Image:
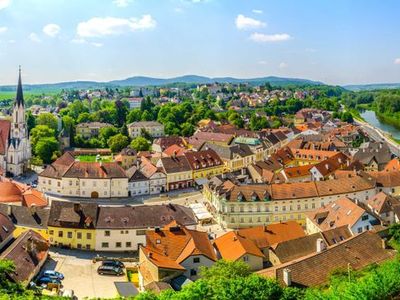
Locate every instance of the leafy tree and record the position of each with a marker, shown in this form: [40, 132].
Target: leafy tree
[49, 120]
[117, 142]
[140, 144]
[41, 131]
[45, 148]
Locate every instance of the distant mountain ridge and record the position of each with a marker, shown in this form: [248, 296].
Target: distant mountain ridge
[142, 81]
[371, 86]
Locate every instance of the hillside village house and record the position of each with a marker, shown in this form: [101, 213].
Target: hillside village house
[239, 206]
[124, 228]
[90, 129]
[173, 251]
[204, 163]
[72, 225]
[155, 129]
[338, 213]
[68, 177]
[27, 218]
[178, 171]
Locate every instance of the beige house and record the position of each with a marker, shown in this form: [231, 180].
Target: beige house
[155, 129]
[90, 129]
[241, 206]
[234, 247]
[68, 177]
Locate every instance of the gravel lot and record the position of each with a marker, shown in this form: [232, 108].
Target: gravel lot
[81, 274]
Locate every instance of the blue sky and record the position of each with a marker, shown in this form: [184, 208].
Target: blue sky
[334, 41]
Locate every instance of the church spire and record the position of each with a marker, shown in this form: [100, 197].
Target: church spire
[19, 100]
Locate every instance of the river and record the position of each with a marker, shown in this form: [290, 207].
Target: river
[370, 117]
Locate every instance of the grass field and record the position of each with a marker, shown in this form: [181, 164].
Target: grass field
[92, 158]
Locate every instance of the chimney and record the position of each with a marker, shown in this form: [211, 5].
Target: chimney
[384, 244]
[77, 207]
[9, 210]
[320, 245]
[33, 210]
[287, 277]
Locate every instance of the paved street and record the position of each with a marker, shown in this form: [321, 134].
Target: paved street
[81, 273]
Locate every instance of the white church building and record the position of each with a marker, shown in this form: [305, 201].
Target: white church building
[15, 146]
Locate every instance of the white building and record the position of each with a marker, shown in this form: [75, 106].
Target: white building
[15, 146]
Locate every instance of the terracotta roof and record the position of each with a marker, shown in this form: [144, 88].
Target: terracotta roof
[178, 243]
[6, 227]
[333, 163]
[143, 216]
[382, 203]
[203, 159]
[265, 236]
[174, 150]
[73, 215]
[337, 213]
[28, 252]
[175, 164]
[299, 171]
[312, 270]
[232, 246]
[33, 217]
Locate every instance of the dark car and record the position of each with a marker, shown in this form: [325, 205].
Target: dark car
[113, 263]
[47, 280]
[110, 270]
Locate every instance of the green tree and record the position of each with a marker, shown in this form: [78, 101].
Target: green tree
[117, 142]
[140, 144]
[49, 120]
[45, 148]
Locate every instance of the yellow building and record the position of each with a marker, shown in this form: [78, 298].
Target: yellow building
[205, 163]
[72, 225]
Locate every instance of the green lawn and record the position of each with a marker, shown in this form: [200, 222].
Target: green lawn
[92, 158]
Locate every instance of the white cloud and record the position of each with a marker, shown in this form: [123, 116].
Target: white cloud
[51, 30]
[283, 65]
[97, 27]
[34, 38]
[97, 44]
[121, 3]
[83, 41]
[269, 38]
[243, 22]
[4, 3]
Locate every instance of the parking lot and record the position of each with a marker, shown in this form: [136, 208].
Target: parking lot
[81, 274]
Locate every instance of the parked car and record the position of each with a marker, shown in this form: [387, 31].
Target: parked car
[110, 270]
[53, 274]
[113, 263]
[47, 280]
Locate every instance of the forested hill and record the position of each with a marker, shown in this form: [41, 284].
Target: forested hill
[151, 81]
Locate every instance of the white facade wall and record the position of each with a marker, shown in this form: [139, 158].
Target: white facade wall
[123, 239]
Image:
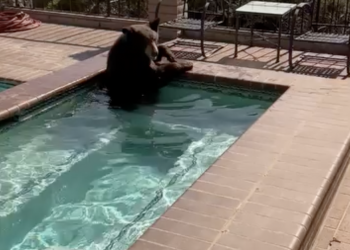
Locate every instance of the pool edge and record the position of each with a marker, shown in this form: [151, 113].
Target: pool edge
[21, 97]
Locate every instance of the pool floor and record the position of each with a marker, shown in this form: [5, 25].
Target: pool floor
[84, 176]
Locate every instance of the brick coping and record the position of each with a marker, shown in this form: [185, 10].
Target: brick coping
[266, 190]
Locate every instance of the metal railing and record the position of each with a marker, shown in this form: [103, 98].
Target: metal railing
[119, 8]
[333, 14]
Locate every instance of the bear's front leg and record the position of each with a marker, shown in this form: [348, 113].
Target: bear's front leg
[164, 51]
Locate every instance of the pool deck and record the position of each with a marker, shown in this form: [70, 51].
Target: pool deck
[29, 54]
[265, 192]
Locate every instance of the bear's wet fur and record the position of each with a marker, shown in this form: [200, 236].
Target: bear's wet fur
[135, 71]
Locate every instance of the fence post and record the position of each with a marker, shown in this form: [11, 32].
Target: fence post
[169, 10]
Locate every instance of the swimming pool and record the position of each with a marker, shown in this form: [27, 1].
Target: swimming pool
[84, 176]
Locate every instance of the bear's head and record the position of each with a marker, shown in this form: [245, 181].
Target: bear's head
[144, 38]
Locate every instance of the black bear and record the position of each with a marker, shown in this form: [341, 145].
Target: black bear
[134, 68]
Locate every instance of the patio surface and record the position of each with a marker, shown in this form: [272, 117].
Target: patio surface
[51, 47]
[29, 54]
[283, 196]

********

Work to complete — Repeat the records exactly, without the pictures.

Answer below —
Image:
Locate every instance of the leafy tree and record the position of each with a marker, shown in this form: [40, 132].
Target: leafy tree
[49, 120]
[117, 142]
[140, 144]
[41, 131]
[45, 148]
Locate every instance of the distant mountain ridge and record the position of each with a marker, shown in this form: [248, 296].
Target: distant mountain ridge
[142, 81]
[371, 86]
Locate every instance of the hillside village house and record the position of each with a marker, shown in this form: [101, 213].
Target: hillside village house
[239, 206]
[124, 228]
[90, 129]
[173, 251]
[204, 163]
[72, 225]
[155, 129]
[338, 213]
[68, 177]
[27, 218]
[178, 171]
Locate every instance of the beige house and record the position of each with a marker, shown in this form: [231, 180].
Target: beige house
[155, 129]
[90, 129]
[241, 206]
[234, 247]
[68, 177]
Locate every instance of the gravel lot and record the position of each with a marker, shown in this form: [232, 108].
Target: gravel lot
[81, 274]
Locate every instance of the blue sky and record the position of each with a marker, shown in this form: [184, 208].
Target: blue sky
[334, 41]
Locate every instance of the church spire and record the position of each with a marker, shown in this form: [100, 197].
Target: church spire
[19, 100]
Locate every instance of the river and record the position of each with a marker, shown in this form: [290, 207].
Target: river
[370, 117]
Locate every instance of the grass field and record the position of each with a marker, shown in this form: [181, 164].
Target: grass field
[92, 158]
Locate every instance of the chimney and record the position of each with a marker, shown in this form: [211, 5].
Target: chimney
[384, 244]
[77, 207]
[9, 210]
[320, 245]
[33, 210]
[287, 277]
Locate every instance of the paved street and record the position of each with a marker, shown in this form: [321, 134].
Target: paved street
[81, 273]
Locate every instance of the white church building and record the position of each with a marker, shown in this form: [305, 201].
Target: white church building
[15, 146]
Locate every instance of the white building and record the position of each with a marker, shown in this form: [75, 106].
Target: white building
[15, 146]
Locate every instance of the terracotta roof and record the position of each with a marker, shown in this form: [144, 88].
Target: terracotta roof
[178, 243]
[6, 227]
[333, 163]
[143, 216]
[382, 203]
[203, 159]
[265, 236]
[174, 150]
[73, 215]
[337, 213]
[28, 252]
[175, 164]
[299, 171]
[312, 270]
[232, 246]
[33, 217]
Locate every instance of the dark car and record the position of each with a marker, shown in this form: [325, 205].
Target: dark car
[113, 263]
[47, 280]
[110, 270]
Locate every instance of the green tree and record the position of each with a marker, shown in this form: [78, 101].
Target: green tree
[117, 142]
[140, 144]
[49, 120]
[45, 148]
Locate every instance of the yellow building and record the position of each with a marker, shown in this form: [78, 298].
Target: yellow building
[205, 163]
[72, 225]
Locate every instance of the green lawn and record the position of each with a marker, shown in this form: [200, 222].
Target: green lawn
[92, 158]
Locate every instance of the white cloud and record the position of each with a marker, shown in this form: [123, 116].
Target: white cloud
[51, 30]
[283, 65]
[97, 27]
[34, 38]
[97, 44]
[121, 3]
[83, 41]
[269, 38]
[243, 22]
[4, 3]
Locate every instance of the parking lot and record the position of each with a marker, shown in this form: [136, 208].
Target: parking lot
[81, 274]
Locate every instance of the parked car and record the position of each with a marker, shown in this form: [387, 31].
Target: parked car
[110, 270]
[53, 274]
[113, 263]
[47, 280]
Locate every instance of the forested hill and record the position of each with a marker, shown in this form: [41, 284].
Target: forested hill
[151, 81]
Locate every instance of the white facade wall and record the position of each with a marker, shown in this form: [139, 158].
Target: white facade wall
[123, 239]
Image:
Locate every instance of the pool edge and record the position of each with a marker, shown in this form: [151, 113].
Target: pool edge
[21, 97]
Locate every instance of the pool floor and record the position of each with a marker, shown in this form: [5, 25].
Target: pool floor
[84, 176]
Locate every instance of the brick coping and record the position of each with a marker, shown in this form: [185, 10].
Target: brick coping
[266, 190]
Locate every instance of the metal railing and record the position of each with a marker, shown in this form: [103, 98].
Target: metal railing
[119, 8]
[333, 14]
Locate every instance of the bear's front leg and record the position of each with a marker, shown in this form: [348, 113].
Target: bear's front leg
[164, 51]
Locate every instance of the pool deck and record the position of each with a marker, shown in this form: [70, 51].
Target: pool deck
[29, 54]
[265, 192]
Locate every instance of the bear's wet fur and record the position of each with a marker, shown in this form: [200, 236].
Target: bear's wet fur
[135, 71]
Locate every instance of the fence post and record the position of each with a marker, shown in this form: [11, 32].
Target: fence post
[169, 10]
Locate every instance of the swimming pool and record the position of each with a marker, shown in this form: [27, 1].
Target: swimming pool
[84, 176]
Locate every instance of the bear's head and record the position of each with a marker, shown in this form: [245, 181].
Target: bear's head
[144, 38]
Locate every instance of the black bear and record the position of each with a marker, shown in this form: [341, 145].
Target: black bear
[134, 68]
Locate every instance of the patio surface and record the position of each with a marker, shown in this form: [272, 117].
Target: patio surface
[51, 47]
[29, 54]
[283, 196]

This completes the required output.